**Input:**
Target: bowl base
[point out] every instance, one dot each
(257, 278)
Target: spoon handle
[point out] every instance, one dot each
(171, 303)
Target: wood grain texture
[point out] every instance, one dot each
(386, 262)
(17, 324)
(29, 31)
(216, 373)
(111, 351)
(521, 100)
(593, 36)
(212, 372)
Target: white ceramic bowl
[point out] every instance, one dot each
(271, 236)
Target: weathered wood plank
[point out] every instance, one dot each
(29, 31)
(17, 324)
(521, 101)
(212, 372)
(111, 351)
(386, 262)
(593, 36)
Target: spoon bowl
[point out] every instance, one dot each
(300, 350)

--

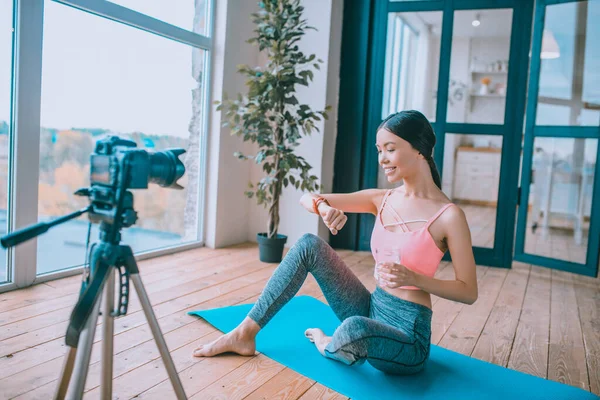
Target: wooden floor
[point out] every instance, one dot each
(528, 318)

**What is required:** A verbatim transcription is needed of the lines above, starting at the line with "Target: wood grain texture" and ending at the line with "Target: spoon bowl", both included, and of nothing else.

**Task response:**
Target: wood grain texture
[point out] every instance, one dot each
(386, 262)
(17, 324)
(29, 31)
(216, 373)
(111, 351)
(521, 100)
(593, 36)
(212, 372)
Target: white ceramic bowl
[point out] every instance, one dot each
(271, 236)
Target: weathered wood plank
[point out] every instance, one dot each
(29, 31)
(17, 324)
(521, 101)
(212, 372)
(111, 351)
(386, 262)
(593, 36)
Target: spoon bowl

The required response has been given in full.